* GOAL *
In the copy, keep every record exact and leave out all images.

** start of EXERCISE MATERIALS **

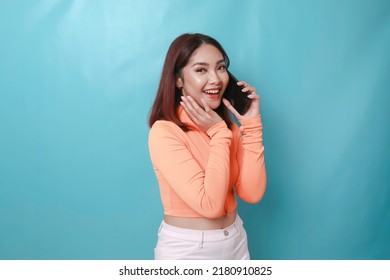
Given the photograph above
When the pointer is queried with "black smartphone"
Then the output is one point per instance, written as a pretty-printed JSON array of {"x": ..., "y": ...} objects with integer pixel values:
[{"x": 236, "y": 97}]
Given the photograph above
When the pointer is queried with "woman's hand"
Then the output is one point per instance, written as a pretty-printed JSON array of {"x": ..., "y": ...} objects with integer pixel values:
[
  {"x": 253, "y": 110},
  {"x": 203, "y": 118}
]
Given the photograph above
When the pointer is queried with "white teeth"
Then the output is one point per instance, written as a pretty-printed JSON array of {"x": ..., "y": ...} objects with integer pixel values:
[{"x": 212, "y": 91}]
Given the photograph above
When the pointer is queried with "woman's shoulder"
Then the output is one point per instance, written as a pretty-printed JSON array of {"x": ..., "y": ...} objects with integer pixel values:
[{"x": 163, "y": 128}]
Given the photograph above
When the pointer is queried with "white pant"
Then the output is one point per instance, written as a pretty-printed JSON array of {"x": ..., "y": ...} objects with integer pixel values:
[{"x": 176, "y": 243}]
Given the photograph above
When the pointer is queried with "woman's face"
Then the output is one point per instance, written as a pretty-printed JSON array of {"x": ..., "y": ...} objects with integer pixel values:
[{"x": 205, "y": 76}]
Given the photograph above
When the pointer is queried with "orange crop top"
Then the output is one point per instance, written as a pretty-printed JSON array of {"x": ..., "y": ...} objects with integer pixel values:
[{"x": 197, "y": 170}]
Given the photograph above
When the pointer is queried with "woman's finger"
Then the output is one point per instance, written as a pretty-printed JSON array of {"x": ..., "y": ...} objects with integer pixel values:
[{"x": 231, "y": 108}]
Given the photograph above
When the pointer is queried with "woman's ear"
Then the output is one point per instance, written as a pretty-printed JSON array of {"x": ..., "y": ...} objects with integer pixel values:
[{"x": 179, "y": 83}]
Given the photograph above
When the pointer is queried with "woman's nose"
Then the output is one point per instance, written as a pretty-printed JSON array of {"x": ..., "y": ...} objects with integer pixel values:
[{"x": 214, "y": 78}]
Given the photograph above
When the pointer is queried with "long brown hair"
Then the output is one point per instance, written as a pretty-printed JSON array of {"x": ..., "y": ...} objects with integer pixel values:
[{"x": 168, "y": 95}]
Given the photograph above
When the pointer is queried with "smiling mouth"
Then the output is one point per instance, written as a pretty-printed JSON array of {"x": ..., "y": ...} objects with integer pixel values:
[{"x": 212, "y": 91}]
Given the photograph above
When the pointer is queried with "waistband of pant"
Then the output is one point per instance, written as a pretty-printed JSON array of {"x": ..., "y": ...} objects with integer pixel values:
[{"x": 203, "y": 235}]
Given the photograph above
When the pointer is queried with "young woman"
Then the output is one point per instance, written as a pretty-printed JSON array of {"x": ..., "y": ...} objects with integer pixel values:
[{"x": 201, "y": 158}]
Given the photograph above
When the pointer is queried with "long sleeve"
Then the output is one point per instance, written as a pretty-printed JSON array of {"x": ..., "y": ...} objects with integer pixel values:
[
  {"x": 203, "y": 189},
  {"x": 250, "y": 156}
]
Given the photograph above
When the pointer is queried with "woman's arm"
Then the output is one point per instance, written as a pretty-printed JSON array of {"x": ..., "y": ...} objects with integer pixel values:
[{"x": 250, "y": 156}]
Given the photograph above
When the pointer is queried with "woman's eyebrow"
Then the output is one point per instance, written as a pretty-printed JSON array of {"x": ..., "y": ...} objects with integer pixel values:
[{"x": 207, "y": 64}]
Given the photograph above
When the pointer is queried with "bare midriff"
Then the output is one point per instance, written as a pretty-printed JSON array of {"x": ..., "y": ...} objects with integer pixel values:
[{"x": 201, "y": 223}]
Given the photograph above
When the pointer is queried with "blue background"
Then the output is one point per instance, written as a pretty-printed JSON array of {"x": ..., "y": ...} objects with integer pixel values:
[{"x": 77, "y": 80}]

** end of EXERCISE MATERIALS **

* FULL SOLUTION *
Given the photograph above
When the pointer is queried with "black smartphone"
Then the output is one point per instance, written as a pretty-printed JSON array of {"x": ..., "y": ...} objects with integer pixel values:
[{"x": 236, "y": 97}]
Given the photograph above
When the pointer is queried with "woman's hand"
Then the output is one point per instance, written as a pretty-printed JSON array of {"x": ..., "y": ...} objects with integer pixel values:
[
  {"x": 253, "y": 110},
  {"x": 203, "y": 118}
]
Given the photograph above
When the pointer is queried with "white teeth"
Then the output is one point per instance, written as a pretty-printed JSON array of {"x": ..., "y": ...} objects with integer pixel values:
[{"x": 212, "y": 91}]
Given the photograph above
When the pointer is queried with "woman's shoulder"
Then the output is one point per instance, written as a pretty-printed JSON array of {"x": ..., "y": ...} objects with integer pixel values:
[{"x": 163, "y": 128}]
Given the photograph above
When the pointer is queried with "white pant"
Then the output is one point per instance, written as a pretty-printed JSON array of {"x": ..., "y": ...} objects with integer pixel values:
[{"x": 176, "y": 243}]
Given the photograph above
When the pointer is queried with "woman's face"
Then the output is one point per instance, written as a pretty-printed JSON array of {"x": ..., "y": ...} objects with integer pixel values:
[{"x": 205, "y": 76}]
Given the photograph above
When the pointer is queried with "orange crop top"
Then the output is one point per instance, written as a pretty-printed JSON array of {"x": ..., "y": ...} objects with integer pixel values:
[{"x": 197, "y": 170}]
Given the photograph above
When the pointer is queried with "woman's finger"
Then the output is one point per instance, written as a pretty-printed JSON array of {"x": ..., "y": ...} objects with integer pixel values:
[{"x": 231, "y": 108}]
Given the photograph above
When the pointer is queried with "woman's ear"
Then the output is one point per instance, written as a pretty-printed JSON array of {"x": ..., "y": ...} objects with integer pixel values:
[{"x": 179, "y": 83}]
Given the photograph above
When the pointer is queried with "woman's nose"
Then the output is one point per instance, written as a pretty-printed JSON array of {"x": ..., "y": ...} objects with integer pixel values:
[{"x": 214, "y": 78}]
Given the photograph above
When the pointer is queried with "long brown hair"
Then the output is one point per instance, written as a pretty-printed JSON array of {"x": ..., "y": ...} objects with integer pixel values:
[{"x": 168, "y": 95}]
Given the photograph above
When the pointer is queried with "smiling mouth"
Then the output is one point per instance, written as a pretty-printed JSON array of {"x": ..., "y": ...} objects with integer pixel values:
[{"x": 212, "y": 91}]
Given the photograph above
When the pointer is queried with "waistband of pant"
Then the output is one point per instance, written as a pretty-printed JSON array of {"x": ..., "y": ...} objects with integer pixel values:
[{"x": 203, "y": 235}]
Given the photograph above
When the pointer is queried with "young woman"
Then the output is one point per instance, written as a pretty-printed JSON array of {"x": ..., "y": ...} objects with integer pixel values:
[{"x": 201, "y": 158}]
Given the photograph above
When the pointer is queried with "long sleeve"
Then the output is one point per instance, written as a pretty-printed JSON array of {"x": ..., "y": ...} objects with integer pixel values:
[
  {"x": 203, "y": 189},
  {"x": 250, "y": 156}
]
Given the photograph above
When the pointer is queried with "woman's arm"
Then the output is one point per instance, written as a pretty-printed JSON array of {"x": ..., "y": ...} objects with integer pixel values:
[{"x": 250, "y": 156}]
Given the photograph above
When the pointer is queried with "woman's eyebrow"
Then the output is one point per instance, written as a pretty-printed JSON array of {"x": ..., "y": ...} objects with integer pixel values:
[{"x": 207, "y": 64}]
Given the photograph above
When the pointer is queried with "bare midriff"
Then the output is one point per instance, written as a pretty-printed JSON array of {"x": ..., "y": ...} objects with integer pixel values:
[{"x": 201, "y": 223}]
Given the photograph above
When the pointer is queried with "blue background"
Then the output is one point per instance, written as a pretty-printed JSON array of {"x": ..., "y": ...} objects with integer pixel values:
[{"x": 77, "y": 80}]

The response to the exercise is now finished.